> [Task details]: Transcribe each entry so that nothing differs from the original.

> [Raw data]:

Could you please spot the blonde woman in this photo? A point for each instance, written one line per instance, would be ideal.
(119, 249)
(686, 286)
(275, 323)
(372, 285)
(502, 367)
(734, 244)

> [Output for this exercise]:
Could you please spot the blonde woman in this photo? A point for each instance, written one line per instance, would be ideal.
(119, 249)
(686, 286)
(275, 323)
(372, 285)
(502, 367)
(734, 244)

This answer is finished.